**Exercise:** In your copy, leave out the pictures; write out all the data exactly.

**Stored records:**
* * *
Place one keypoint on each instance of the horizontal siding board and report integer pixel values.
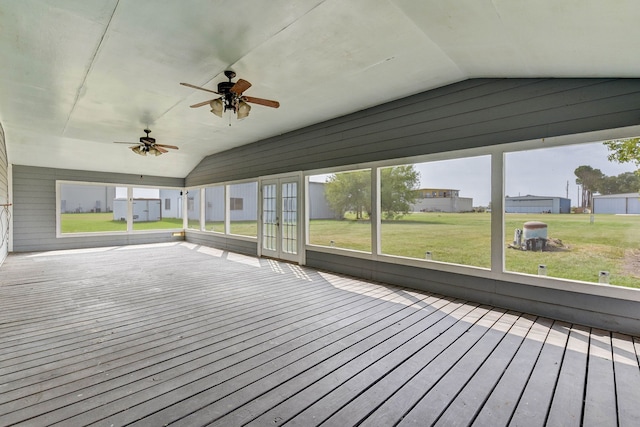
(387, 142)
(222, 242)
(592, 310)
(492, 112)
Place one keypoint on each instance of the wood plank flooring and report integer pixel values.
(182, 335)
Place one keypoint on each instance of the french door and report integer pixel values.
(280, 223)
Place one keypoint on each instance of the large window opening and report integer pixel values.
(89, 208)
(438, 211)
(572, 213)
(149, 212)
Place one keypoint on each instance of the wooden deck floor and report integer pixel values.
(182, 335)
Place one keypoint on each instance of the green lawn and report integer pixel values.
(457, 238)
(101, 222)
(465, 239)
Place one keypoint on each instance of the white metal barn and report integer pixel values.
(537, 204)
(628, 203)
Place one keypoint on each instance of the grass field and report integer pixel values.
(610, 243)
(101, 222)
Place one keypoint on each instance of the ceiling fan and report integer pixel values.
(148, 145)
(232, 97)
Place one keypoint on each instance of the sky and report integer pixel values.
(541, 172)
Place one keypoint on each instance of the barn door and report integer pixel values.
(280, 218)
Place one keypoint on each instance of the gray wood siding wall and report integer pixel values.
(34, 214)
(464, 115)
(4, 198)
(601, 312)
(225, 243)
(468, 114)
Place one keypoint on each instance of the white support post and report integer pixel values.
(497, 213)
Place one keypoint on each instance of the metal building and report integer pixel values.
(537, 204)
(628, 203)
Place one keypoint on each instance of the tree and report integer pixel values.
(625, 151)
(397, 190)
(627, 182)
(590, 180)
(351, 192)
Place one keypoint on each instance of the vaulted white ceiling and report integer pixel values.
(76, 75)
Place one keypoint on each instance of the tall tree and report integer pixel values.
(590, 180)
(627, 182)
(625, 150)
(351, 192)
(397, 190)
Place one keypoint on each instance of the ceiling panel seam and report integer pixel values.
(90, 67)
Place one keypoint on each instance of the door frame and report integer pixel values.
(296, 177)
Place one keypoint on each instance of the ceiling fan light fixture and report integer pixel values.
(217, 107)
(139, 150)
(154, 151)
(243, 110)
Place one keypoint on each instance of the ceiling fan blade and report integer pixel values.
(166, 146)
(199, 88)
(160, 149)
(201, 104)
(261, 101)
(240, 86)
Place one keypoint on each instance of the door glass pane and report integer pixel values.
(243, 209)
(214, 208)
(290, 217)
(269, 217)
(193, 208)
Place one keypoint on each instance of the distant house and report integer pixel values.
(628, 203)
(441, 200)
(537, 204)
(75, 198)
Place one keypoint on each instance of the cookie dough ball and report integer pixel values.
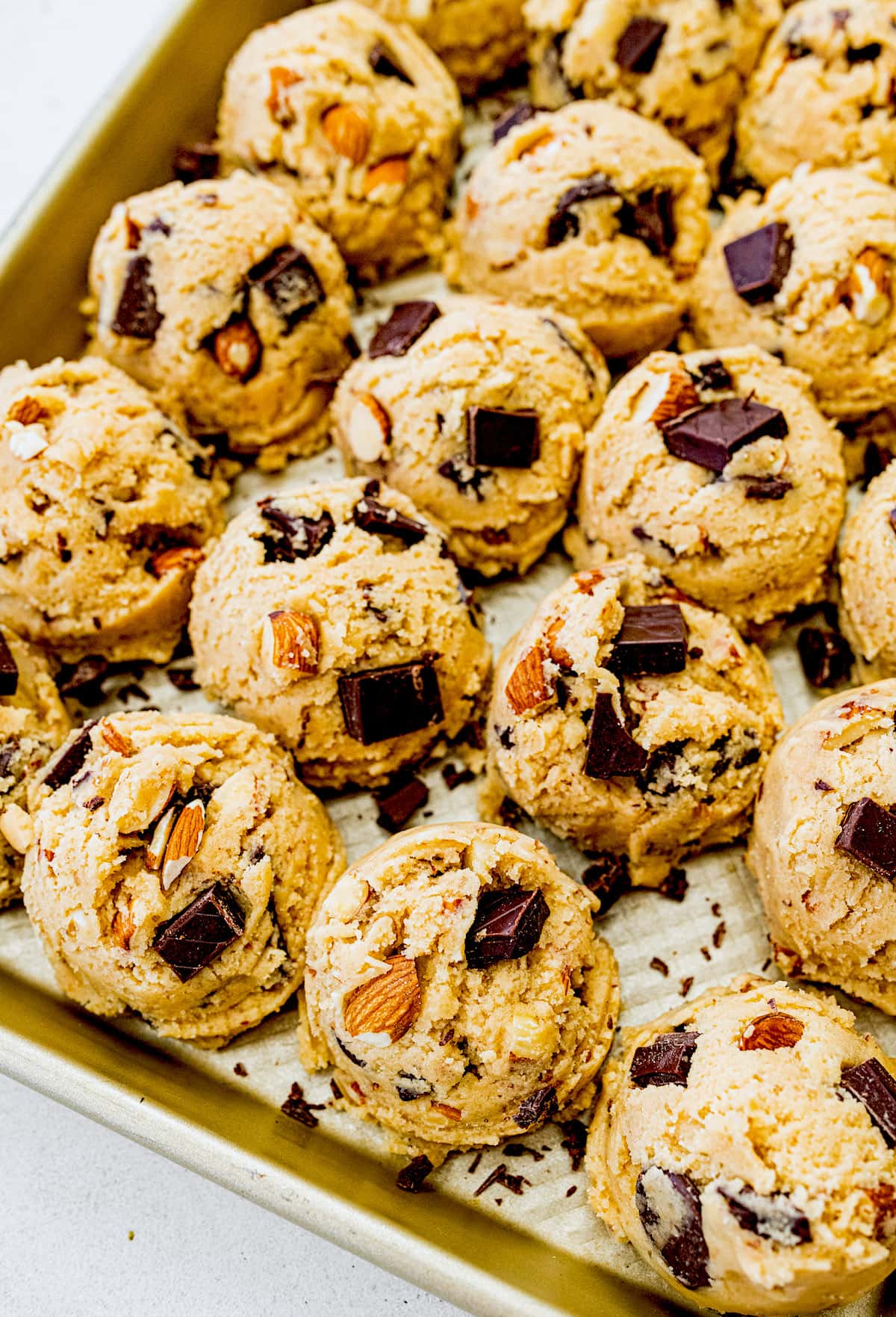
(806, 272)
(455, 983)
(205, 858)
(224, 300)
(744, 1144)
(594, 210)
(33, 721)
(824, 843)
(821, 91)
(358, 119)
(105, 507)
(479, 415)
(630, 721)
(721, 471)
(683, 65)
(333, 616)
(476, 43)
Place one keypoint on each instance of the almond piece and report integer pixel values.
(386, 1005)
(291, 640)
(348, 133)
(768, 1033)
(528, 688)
* * *
**Solution to this problem:**
Place one keypoint on each instance of the horizontal siding board and report integer pixel values.
(387, 142)
(222, 242)
(592, 310)
(492, 112)
Place one keypoint on each instance of the wood plank flooring and report integer pixel values.
(182, 335)
Place one keypoint on each instance of the french door and report integer pixel values.
(280, 223)
Place one keypoint on each instance of the large window opening and report integer pixel values.
(89, 208)
(438, 211)
(572, 213)
(149, 212)
Place one keypoint on each instance of the wooden deck floor and report integer pixel values.
(182, 335)
Place one keypoint on each instance of the green lawn and report integer pixel values.
(457, 238)
(101, 222)
(465, 239)
Place one keypoint on each instance of the white metal barn and report integer pixel values.
(537, 204)
(628, 203)
Place one keypoint on each instance of the grass field and report integer pixel values.
(610, 243)
(101, 222)
Place one keypoint on each instance of the ceiling fan and report integer pixel values.
(148, 145)
(232, 97)
Place one keypoint on each instance of the sky and report integer pixel values.
(541, 172)
Place one keypoint on each instance of the barn door and report integer pixel values.
(280, 218)
Place one keypoint on each instance of the gray wood siding wall and report integer pixel values.
(34, 214)
(464, 115)
(4, 198)
(601, 312)
(225, 243)
(468, 114)
Place one keypoint on each instance of the white support post and report integer pixel values.
(497, 213)
Place one keypoint on each instance of the metal building and report integer pixel values.
(537, 204)
(628, 203)
Place one keypoint on each instance of the tree and report integer pixel values.
(625, 151)
(397, 190)
(627, 182)
(590, 180)
(351, 192)
Place one keypoint on each instance of the vaulted white ceiling and report integer pixel values.
(76, 75)
Place one keypoint on each instance of the tall tree and report integer pixel values.
(590, 180)
(627, 182)
(625, 150)
(351, 192)
(397, 190)
Place one keypoint on each instance of the ceiling panel seam and report integer pixel values.
(90, 67)
Place one keypoint on each instance of the door frame and report integer pixel values.
(296, 177)
Place one keypoint on each instance of the ceiling fan light fixture and report integer pixel values.
(217, 107)
(139, 150)
(154, 151)
(243, 110)
Place one keypoint on each instance of the ceiling fan blade and report integer pixel values.
(166, 146)
(199, 88)
(160, 149)
(201, 104)
(261, 101)
(240, 86)
Place one keypoint on each instance of the door glass pane and report integer pixel values.
(243, 209)
(214, 208)
(290, 217)
(269, 217)
(193, 208)
Place one keypoint on each instance of the distant house and report integer pixel values.
(628, 203)
(441, 200)
(537, 204)
(75, 198)
Place one keypoint on each instance of the cookie dough ball and report integer pixel values.
(806, 272)
(455, 983)
(205, 858)
(224, 300)
(744, 1144)
(594, 210)
(33, 721)
(824, 843)
(821, 91)
(358, 119)
(105, 507)
(479, 415)
(630, 721)
(721, 471)
(683, 65)
(333, 616)
(476, 43)
Place one keypoint on each instance of the almond piece and report integer pixel values.
(386, 1005)
(291, 640)
(348, 133)
(768, 1033)
(528, 688)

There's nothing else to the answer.